▶ **ASSIGNED TASK**
Copy each line of the data beneath in which the word "below" appears.

▶ **SOURCE INFORMATION**
====================

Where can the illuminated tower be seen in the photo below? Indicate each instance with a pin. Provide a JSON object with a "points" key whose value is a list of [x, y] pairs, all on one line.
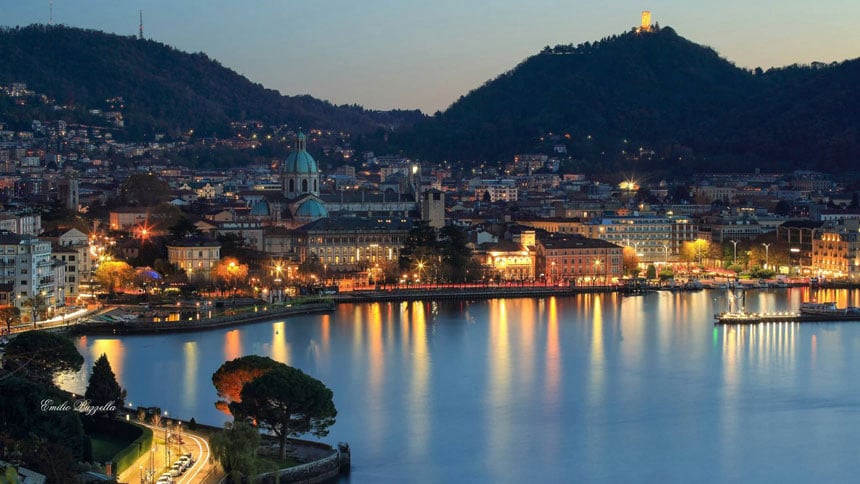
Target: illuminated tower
{"points": [[646, 20]]}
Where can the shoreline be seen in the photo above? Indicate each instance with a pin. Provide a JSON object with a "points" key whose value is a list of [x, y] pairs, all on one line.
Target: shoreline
{"points": [[149, 327], [264, 313]]}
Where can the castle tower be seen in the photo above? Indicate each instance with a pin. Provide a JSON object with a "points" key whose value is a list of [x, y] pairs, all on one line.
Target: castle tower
{"points": [[646, 20]]}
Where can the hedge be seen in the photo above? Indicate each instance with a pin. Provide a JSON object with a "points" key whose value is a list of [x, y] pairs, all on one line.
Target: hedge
{"points": [[128, 456]]}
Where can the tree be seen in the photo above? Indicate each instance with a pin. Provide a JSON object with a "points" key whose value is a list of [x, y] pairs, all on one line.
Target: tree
{"points": [[103, 388], [41, 355], [183, 227], [145, 189], [10, 314], [236, 450], [46, 430], [651, 272], [288, 402], [114, 274], [232, 376], [420, 244]]}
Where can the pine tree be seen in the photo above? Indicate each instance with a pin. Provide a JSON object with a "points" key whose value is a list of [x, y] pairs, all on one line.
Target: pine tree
{"points": [[103, 387]]}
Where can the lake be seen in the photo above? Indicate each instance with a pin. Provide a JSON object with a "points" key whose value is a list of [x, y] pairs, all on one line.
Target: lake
{"points": [[592, 388]]}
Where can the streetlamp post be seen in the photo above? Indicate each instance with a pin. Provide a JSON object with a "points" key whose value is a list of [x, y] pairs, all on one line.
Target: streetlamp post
{"points": [[766, 254]]}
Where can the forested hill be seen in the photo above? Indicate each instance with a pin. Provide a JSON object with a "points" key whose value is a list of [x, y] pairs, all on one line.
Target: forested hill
{"points": [[657, 91], [164, 90]]}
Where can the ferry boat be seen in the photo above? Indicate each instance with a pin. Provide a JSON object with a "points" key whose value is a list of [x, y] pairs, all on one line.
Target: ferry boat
{"points": [[826, 309]]}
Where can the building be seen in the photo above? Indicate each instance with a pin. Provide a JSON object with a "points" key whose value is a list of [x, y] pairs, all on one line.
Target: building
{"points": [[655, 238], [799, 236], [834, 251], [300, 185], [27, 262], [509, 261], [352, 243], [195, 256], [21, 223], [433, 208], [577, 260], [68, 193]]}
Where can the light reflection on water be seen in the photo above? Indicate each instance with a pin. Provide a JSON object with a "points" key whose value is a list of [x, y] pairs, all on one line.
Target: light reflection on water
{"points": [[597, 388]]}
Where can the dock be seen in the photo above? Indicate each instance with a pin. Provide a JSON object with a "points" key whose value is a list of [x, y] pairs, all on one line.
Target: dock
{"points": [[784, 317]]}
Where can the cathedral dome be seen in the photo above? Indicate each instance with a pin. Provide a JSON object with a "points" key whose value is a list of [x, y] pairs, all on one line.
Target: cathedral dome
{"points": [[300, 162], [311, 209]]}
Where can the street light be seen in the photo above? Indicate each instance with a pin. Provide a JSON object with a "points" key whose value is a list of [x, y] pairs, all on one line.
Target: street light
{"points": [[766, 254]]}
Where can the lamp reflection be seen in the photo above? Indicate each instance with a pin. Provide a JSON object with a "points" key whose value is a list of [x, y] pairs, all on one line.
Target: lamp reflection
{"points": [[232, 345], [498, 417], [553, 356], [280, 349], [419, 394]]}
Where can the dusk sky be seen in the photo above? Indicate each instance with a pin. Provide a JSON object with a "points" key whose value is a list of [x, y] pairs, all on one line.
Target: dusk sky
{"points": [[386, 54]]}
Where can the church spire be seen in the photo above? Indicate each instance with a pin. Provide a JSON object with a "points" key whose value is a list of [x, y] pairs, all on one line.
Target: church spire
{"points": [[300, 142]]}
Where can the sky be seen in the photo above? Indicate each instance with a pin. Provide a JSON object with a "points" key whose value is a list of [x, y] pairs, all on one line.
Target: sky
{"points": [[425, 54]]}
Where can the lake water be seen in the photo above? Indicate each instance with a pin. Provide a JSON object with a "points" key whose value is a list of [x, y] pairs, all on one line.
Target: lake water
{"points": [[593, 388]]}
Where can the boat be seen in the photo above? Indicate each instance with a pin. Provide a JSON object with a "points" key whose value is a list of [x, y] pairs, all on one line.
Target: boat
{"points": [[694, 285], [828, 308]]}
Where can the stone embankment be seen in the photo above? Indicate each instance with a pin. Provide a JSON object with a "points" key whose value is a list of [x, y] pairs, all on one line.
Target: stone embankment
{"points": [[466, 293], [145, 326]]}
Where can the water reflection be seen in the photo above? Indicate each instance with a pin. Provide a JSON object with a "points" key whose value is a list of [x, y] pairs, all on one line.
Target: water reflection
{"points": [[232, 345], [189, 382], [499, 388], [513, 390], [419, 396]]}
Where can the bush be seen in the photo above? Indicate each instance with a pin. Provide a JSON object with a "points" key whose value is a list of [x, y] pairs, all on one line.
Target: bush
{"points": [[129, 455]]}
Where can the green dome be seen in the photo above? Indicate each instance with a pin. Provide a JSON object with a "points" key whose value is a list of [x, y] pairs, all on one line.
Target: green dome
{"points": [[311, 209], [300, 162]]}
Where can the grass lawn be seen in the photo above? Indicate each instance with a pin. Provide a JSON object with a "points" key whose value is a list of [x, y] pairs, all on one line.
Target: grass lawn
{"points": [[105, 446]]}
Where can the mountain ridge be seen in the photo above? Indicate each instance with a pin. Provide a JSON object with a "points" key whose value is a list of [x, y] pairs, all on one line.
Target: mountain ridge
{"points": [[657, 91], [164, 89]]}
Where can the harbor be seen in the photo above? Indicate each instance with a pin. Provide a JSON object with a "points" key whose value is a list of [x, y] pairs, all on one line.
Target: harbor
{"points": [[809, 312]]}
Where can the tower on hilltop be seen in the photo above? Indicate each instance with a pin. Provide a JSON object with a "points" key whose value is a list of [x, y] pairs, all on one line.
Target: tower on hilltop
{"points": [[646, 21]]}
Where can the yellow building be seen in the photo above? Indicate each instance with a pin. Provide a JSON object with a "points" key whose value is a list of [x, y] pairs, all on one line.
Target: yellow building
{"points": [[834, 254], [509, 261], [195, 256]]}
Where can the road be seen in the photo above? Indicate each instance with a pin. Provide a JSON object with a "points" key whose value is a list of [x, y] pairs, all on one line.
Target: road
{"points": [[158, 460]]}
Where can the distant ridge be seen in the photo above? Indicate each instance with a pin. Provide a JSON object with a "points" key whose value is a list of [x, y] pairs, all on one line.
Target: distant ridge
{"points": [[604, 101], [164, 90]]}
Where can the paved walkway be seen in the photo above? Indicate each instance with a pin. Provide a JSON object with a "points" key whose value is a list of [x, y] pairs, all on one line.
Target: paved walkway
{"points": [[55, 322]]}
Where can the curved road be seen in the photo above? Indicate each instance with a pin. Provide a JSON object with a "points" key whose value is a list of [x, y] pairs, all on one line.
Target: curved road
{"points": [[203, 470]]}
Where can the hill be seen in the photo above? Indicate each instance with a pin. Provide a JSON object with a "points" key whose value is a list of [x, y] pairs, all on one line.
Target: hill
{"points": [[163, 89], [611, 103]]}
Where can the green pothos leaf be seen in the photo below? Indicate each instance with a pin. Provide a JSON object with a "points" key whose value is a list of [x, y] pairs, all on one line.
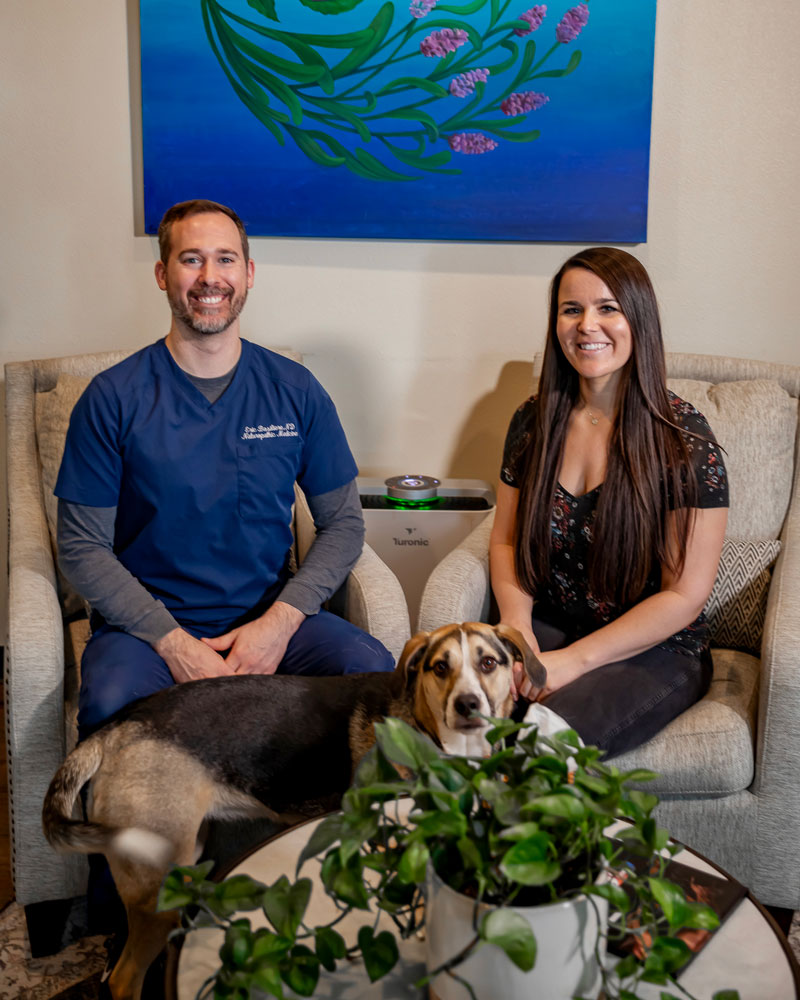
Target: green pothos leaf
{"points": [[265, 7]]}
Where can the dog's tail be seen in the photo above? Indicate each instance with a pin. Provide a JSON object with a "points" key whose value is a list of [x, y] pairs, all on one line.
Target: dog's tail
{"points": [[66, 834]]}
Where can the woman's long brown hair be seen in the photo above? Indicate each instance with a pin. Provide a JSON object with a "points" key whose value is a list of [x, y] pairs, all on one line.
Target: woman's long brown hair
{"points": [[648, 469]]}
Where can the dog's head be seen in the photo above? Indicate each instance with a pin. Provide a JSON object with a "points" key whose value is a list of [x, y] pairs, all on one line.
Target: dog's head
{"points": [[462, 671]]}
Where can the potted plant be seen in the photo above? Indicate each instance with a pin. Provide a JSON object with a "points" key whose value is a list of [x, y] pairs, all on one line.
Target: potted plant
{"points": [[482, 846]]}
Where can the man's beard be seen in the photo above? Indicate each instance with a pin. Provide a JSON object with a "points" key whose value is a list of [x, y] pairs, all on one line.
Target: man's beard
{"points": [[216, 321]]}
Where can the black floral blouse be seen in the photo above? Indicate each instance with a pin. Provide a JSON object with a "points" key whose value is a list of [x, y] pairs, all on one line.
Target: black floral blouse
{"points": [[567, 592]]}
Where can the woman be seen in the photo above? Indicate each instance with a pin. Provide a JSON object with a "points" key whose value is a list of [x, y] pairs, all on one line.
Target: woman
{"points": [[611, 513]]}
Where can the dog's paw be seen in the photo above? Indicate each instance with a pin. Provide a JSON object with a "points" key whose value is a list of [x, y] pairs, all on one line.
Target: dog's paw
{"points": [[143, 846]]}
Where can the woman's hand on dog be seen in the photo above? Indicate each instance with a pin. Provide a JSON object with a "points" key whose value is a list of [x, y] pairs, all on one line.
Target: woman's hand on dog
{"points": [[188, 658], [259, 646], [562, 668]]}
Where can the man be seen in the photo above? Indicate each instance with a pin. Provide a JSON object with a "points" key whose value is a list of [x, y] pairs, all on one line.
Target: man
{"points": [[176, 488]]}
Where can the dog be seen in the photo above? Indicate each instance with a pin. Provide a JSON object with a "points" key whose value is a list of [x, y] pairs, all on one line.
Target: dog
{"points": [[279, 746]]}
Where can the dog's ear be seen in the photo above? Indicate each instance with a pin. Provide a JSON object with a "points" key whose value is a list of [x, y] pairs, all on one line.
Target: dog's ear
{"points": [[412, 654], [516, 645]]}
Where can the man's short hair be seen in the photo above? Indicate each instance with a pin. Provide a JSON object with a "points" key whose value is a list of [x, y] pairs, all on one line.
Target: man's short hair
{"points": [[197, 206]]}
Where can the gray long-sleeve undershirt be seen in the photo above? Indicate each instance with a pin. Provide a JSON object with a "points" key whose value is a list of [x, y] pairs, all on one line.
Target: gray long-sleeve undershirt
{"points": [[86, 557]]}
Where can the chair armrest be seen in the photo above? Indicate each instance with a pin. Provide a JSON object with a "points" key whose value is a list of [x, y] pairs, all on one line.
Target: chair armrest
{"points": [[34, 665], [373, 597], [375, 602], [778, 741], [458, 588]]}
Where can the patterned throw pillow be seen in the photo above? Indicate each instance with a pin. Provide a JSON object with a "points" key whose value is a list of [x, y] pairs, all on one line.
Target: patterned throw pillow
{"points": [[738, 602]]}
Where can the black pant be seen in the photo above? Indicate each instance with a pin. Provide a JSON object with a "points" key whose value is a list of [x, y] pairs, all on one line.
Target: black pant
{"points": [[621, 705]]}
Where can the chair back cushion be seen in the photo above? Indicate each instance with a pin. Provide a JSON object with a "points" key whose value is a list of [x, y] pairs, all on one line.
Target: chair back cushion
{"points": [[756, 424]]}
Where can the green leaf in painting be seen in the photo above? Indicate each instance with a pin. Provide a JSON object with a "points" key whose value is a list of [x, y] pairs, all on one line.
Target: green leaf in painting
{"points": [[265, 7], [330, 6]]}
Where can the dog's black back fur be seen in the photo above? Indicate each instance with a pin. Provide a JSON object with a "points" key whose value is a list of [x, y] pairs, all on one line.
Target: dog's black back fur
{"points": [[247, 731]]}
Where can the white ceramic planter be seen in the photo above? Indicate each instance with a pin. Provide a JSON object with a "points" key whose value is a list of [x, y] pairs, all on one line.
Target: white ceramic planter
{"points": [[566, 935]]}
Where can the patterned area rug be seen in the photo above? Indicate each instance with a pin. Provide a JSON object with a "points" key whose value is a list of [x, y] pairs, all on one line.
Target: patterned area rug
{"points": [[74, 974], [68, 974]]}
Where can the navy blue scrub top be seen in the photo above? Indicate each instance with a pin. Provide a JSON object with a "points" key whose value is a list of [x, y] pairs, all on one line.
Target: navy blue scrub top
{"points": [[203, 490]]}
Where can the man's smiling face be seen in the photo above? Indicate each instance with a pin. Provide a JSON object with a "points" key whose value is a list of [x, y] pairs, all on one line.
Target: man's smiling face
{"points": [[207, 276]]}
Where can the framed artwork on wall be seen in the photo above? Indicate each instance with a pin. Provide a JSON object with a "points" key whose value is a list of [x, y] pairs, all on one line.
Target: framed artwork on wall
{"points": [[402, 119]]}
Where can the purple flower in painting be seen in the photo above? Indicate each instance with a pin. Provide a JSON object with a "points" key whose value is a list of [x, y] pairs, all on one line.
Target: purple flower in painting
{"points": [[471, 142], [534, 17], [519, 104], [421, 8], [439, 43], [572, 23], [464, 83]]}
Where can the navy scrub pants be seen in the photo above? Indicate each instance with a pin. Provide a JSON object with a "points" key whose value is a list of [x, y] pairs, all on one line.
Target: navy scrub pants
{"points": [[118, 668], [621, 705]]}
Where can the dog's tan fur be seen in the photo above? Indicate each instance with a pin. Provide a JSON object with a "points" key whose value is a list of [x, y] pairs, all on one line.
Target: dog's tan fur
{"points": [[149, 794]]}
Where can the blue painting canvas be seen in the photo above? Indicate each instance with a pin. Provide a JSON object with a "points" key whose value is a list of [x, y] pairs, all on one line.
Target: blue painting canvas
{"points": [[415, 119]]}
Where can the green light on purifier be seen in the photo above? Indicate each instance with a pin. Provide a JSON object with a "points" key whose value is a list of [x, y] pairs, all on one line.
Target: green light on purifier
{"points": [[412, 504]]}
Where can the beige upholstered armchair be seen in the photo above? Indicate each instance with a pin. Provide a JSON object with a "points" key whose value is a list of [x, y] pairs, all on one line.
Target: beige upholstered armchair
{"points": [[47, 622], [729, 785]]}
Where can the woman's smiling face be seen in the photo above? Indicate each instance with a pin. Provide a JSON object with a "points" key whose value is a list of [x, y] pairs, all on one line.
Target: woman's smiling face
{"points": [[593, 333]]}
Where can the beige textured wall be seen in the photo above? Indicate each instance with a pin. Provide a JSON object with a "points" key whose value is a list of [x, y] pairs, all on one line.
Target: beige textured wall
{"points": [[424, 347]]}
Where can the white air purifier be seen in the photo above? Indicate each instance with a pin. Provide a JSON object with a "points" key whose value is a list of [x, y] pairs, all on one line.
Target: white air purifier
{"points": [[413, 521]]}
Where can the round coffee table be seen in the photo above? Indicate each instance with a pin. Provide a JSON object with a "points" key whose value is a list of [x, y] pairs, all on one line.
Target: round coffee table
{"points": [[748, 952]]}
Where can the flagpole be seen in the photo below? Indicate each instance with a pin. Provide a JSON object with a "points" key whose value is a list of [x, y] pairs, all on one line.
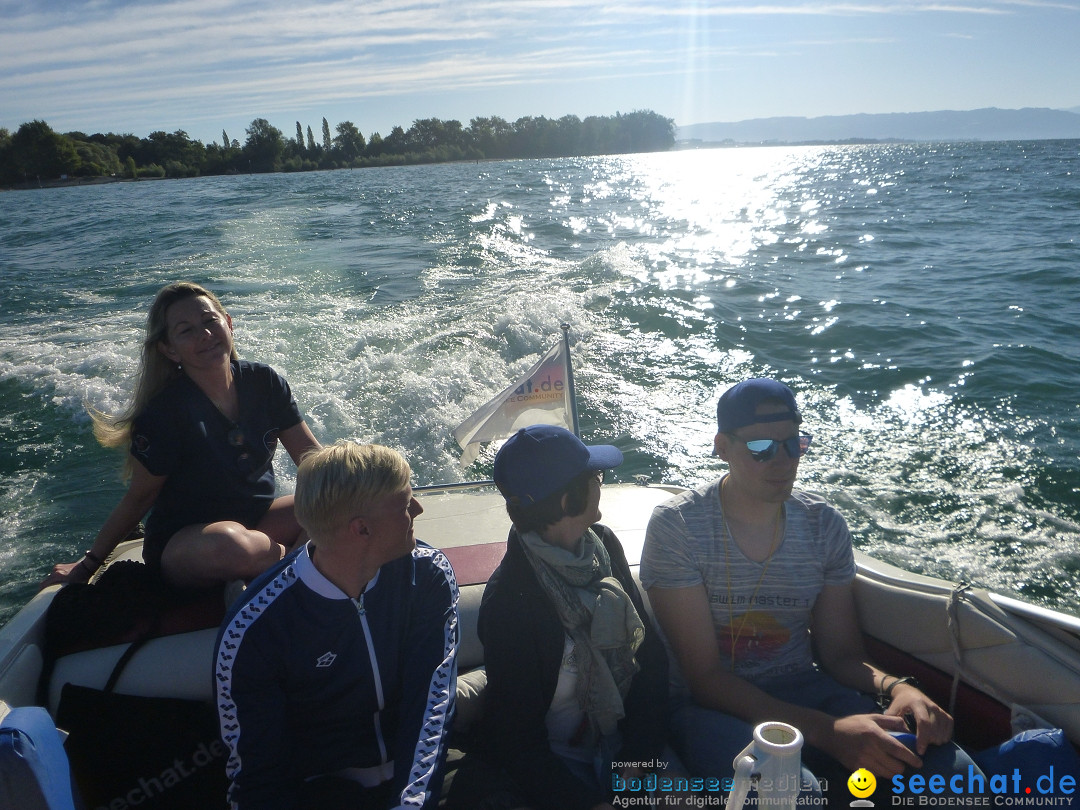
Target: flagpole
{"points": [[569, 378]]}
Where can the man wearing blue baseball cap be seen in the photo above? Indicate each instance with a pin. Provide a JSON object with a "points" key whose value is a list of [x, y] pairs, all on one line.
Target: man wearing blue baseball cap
{"points": [[577, 678], [742, 574]]}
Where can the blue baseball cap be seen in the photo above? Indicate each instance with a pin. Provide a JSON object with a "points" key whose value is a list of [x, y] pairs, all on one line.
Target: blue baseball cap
{"points": [[738, 406], [542, 459]]}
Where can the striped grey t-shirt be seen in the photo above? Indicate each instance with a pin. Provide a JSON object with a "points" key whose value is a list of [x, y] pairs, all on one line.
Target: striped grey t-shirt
{"points": [[686, 545]]}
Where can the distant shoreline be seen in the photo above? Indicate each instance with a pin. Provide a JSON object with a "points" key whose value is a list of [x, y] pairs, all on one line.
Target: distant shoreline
{"points": [[73, 181]]}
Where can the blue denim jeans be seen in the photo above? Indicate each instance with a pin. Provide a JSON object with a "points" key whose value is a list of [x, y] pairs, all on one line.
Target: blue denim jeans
{"points": [[707, 741]]}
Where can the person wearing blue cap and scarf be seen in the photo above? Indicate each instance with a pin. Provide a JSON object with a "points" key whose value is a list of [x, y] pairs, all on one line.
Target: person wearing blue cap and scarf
{"points": [[743, 574], [577, 678]]}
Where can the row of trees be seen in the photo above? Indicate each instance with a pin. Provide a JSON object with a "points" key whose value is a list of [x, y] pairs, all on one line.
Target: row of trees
{"points": [[35, 152]]}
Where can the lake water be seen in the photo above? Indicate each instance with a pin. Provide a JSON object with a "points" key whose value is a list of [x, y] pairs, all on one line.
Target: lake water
{"points": [[921, 299]]}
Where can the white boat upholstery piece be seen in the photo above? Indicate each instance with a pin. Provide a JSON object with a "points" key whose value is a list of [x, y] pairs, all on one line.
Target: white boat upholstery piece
{"points": [[1001, 655], [172, 666]]}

====================

▶ **OUTPUT FOR THIS EXERCISE**
Where can the illuminated tower be seen in the photo below? Indicate each instance with a pin. Provide a JSON object with a "points" key whose value is a list of [x, y] pairs, all on one line.
Where can the green pothos leaf be seen in the photo below? Indicate each instance with a pin. Provide a JSON object with a "points" key whose value is a list of [x, y] pairs, all on one line.
Where can the flagpole be seen in the photo below? Indicate each instance with a pin. Provide a JSON object with a "points" key whose value is a list of [x, y] pairs, all on one line.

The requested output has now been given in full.